Jawab pertanyaan berikut berdasarkan teks tentang pertentangan dalam memahami doktrin agama.
1. Untuk apa saja sebagian pihak menggunakan doktrin agama dan mengutip ayat Al-Qur'an, selain untuk mengkampanyekan perdamaian?
2. Apa dua kemungkinan penyebab pertentangan yang dikemukakan penulis dari perspektifnya sendiri?
3. Apa bunyi ayat yang pertama kali turun menurut teks?

Teks Bacaan:
****************************************

Sahabat, kadang saya bingung, kenapa seringkali terjadi pertentangan yang sangat tajam di kalangan sesama umat beragama dalam memahami doktrin agama. Di satu sisi, ada kalangan yang mengkampanyekan perdamaian dan toleransi atas nama agama, serta mengunakan doktrin agama dengan mengutip berbagai ayat Al-Qur’an untuk mengkampanyekan misinya tersebut. Pada sisi yang lain, tidak sedikit juga pihak yang menggunakan doktrin agama dan lagi-lagi mengutip ayat Al-Qur’an untuk menghakimi orang lain, melakukan penindasan, menggunakan kekerasan, bahkan melakukan pembunuhan.
Di satu sisi, karena doktrin agama, banyak yang termotivasi untuk mengembangkan keilmuan dengan mengamati gejala alam dan sosial, di sisi yang lain, karena doktrin agama, ada yang menutup diri atas berbagai fakta temuan keilmuan dengan dalih ajaran agamanya sudah lengkap dan mampu menjawab berbagai persoalan keumatan.
Banyak sekali jawaban yang akan didapatkan jika kegelisahan saya diatas ditanyakan ke orang yang berbeda. Jawabannya sangat bergantung kepada sudut pandang orang yang menjawab. Tapi, pada kesempatan yang berbahagia ini, di tempat yang mulia ini (kaya lagi pidato, hehe..) ijinkan saya untuk mengemukakan jawaban dari perspektif saya sendiri.
Sahabat, jangan-jangan, banyaknya pertentangan itu karena kita tidak menggunakan kerangka berfikir fiosofis dengan mencari tujuan dasar diturunkannya agama ke muka bumi ini. Jangan-jangan, pertentangan itu terjadi karena kita memahami agama secara verbal, tidak melihat konteks ketika doktrin agama (Al-Qur’an maupun Hadis) tersebut diturunkan.
Perintah untuk berfikir secara mendalam (berfikir filsafat) sejatinya merupakan perintah Allah yang berkali-kali disampaikan dalam Al-Qur’an. Misalnya saja perintah melalui penggunaan bahasa Afalaa ta’qilun (Tidakkah kalian berfikir), Afalaa tadabbaruun (Tidakkah kalian merenung) afalaa tandhuruun (Tidakkah kalian melihat), Afalaa Yasma’un (Tidakkah kalian mendengar) dan lain-lain. Selain itu, Allah juga menekankan perbedaan antara orang yang mengetahui dan tidak mengetahui (afalaa yastawil a’ma wal basyiir), bahkan ayat yang pertamakali turun pun berbunyi Iqro (bacalah!). Sedikit penggalan ayat yang dikutip diatas merupakan bukti, bahwa berfikir secara mendalam (filsafat), merupakan sesuatu yang sangat diperintahkan Allah kepada manusia.

****************************************

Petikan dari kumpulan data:

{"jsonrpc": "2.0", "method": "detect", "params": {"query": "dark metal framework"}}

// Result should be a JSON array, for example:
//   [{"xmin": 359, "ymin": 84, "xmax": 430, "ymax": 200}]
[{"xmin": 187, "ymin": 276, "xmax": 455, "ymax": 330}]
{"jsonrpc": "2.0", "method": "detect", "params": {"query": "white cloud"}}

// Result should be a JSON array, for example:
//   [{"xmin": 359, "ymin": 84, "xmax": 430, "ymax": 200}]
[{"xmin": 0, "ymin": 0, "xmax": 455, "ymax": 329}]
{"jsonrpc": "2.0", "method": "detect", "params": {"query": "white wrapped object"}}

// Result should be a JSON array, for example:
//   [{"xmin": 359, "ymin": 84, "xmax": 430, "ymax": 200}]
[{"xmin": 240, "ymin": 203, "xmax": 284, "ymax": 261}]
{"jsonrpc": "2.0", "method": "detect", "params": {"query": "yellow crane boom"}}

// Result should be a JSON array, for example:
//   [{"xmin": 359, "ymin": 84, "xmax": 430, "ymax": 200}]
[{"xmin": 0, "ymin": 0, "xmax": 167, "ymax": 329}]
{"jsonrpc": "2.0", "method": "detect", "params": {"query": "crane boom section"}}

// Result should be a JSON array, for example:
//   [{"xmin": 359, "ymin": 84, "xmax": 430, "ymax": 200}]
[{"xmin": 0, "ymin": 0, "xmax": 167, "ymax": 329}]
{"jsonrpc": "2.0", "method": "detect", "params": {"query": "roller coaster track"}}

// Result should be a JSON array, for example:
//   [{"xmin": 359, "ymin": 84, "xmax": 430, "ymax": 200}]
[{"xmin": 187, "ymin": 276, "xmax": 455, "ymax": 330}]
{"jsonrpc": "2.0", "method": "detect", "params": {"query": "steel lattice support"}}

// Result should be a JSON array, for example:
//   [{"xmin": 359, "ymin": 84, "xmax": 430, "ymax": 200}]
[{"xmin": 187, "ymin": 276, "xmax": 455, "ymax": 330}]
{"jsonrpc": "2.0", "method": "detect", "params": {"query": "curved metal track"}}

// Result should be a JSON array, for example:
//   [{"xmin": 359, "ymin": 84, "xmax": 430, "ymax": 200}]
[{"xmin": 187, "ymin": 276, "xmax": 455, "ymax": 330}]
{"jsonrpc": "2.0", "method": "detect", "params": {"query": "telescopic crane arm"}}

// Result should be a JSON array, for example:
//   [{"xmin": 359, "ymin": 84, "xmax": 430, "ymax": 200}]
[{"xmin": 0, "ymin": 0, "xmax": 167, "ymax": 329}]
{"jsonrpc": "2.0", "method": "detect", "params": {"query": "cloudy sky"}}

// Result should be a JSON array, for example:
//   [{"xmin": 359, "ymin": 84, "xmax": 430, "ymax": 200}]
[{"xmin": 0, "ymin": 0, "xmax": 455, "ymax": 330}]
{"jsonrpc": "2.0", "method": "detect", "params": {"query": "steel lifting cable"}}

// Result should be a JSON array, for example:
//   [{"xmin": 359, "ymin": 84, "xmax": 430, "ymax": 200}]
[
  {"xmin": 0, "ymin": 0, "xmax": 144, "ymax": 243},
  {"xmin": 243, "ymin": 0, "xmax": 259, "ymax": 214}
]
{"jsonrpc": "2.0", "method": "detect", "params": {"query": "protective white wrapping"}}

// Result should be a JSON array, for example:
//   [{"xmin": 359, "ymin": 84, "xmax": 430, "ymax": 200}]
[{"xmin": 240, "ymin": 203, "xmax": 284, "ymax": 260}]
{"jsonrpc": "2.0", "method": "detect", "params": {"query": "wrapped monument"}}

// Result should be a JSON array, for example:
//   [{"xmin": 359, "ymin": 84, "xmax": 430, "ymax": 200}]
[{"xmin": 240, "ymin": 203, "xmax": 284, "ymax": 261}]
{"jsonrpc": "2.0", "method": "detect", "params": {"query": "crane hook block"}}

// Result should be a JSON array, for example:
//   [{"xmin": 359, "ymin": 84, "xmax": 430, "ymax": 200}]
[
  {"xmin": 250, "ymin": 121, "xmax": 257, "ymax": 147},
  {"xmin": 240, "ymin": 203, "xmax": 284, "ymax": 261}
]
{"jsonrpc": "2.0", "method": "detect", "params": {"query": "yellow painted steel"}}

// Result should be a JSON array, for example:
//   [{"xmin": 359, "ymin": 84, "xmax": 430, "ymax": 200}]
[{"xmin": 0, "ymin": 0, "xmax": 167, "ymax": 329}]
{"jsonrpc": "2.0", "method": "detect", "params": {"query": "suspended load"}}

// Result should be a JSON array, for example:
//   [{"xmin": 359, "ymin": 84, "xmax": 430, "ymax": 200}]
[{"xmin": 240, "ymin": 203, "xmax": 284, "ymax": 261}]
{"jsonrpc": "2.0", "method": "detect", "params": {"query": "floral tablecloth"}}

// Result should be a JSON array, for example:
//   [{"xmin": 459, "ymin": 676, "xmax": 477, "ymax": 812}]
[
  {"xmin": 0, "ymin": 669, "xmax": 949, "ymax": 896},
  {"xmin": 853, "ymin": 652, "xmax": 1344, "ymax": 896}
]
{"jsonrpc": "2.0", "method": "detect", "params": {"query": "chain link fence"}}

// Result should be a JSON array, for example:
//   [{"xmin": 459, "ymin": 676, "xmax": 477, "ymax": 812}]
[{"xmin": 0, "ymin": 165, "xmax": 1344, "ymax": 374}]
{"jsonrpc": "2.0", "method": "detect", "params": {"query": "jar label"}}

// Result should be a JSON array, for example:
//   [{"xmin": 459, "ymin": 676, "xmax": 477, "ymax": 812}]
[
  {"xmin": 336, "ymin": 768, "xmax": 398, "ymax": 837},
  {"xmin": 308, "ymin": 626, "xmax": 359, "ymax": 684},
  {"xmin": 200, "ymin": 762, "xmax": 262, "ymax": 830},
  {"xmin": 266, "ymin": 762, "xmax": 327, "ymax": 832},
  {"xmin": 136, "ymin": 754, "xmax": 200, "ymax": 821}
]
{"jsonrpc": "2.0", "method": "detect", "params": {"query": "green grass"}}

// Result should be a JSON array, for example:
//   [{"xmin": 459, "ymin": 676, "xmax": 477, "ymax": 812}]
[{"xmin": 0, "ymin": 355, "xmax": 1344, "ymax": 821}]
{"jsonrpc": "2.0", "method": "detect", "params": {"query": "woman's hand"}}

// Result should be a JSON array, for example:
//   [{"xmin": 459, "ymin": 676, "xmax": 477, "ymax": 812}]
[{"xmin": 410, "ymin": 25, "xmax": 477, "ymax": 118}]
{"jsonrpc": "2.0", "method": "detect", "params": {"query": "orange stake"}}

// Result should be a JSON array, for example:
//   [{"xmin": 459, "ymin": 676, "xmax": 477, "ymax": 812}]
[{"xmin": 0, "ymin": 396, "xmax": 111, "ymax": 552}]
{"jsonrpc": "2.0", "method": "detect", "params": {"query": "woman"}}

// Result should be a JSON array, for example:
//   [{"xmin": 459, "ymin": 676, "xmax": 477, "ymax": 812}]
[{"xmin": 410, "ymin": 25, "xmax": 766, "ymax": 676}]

****************************************

Jawaban Lengkap:
1. Untuk menghakimi orang lain, melakukan penindasan, menggunakan kekerasan, bahkan melakukan pembunuhan.
2. Pertama, kita tidak menggunakan kerangka berpikir filosofis dengan mencari tujuan dasar diturunkannya agama ke muka bumi. Kedua, kita memahami agama secara verbal tanpa melihat konteks ketika doktrin agama (Al-Qur'an maupun Hadis) diturunkan.
3. Iqro (bacalah!).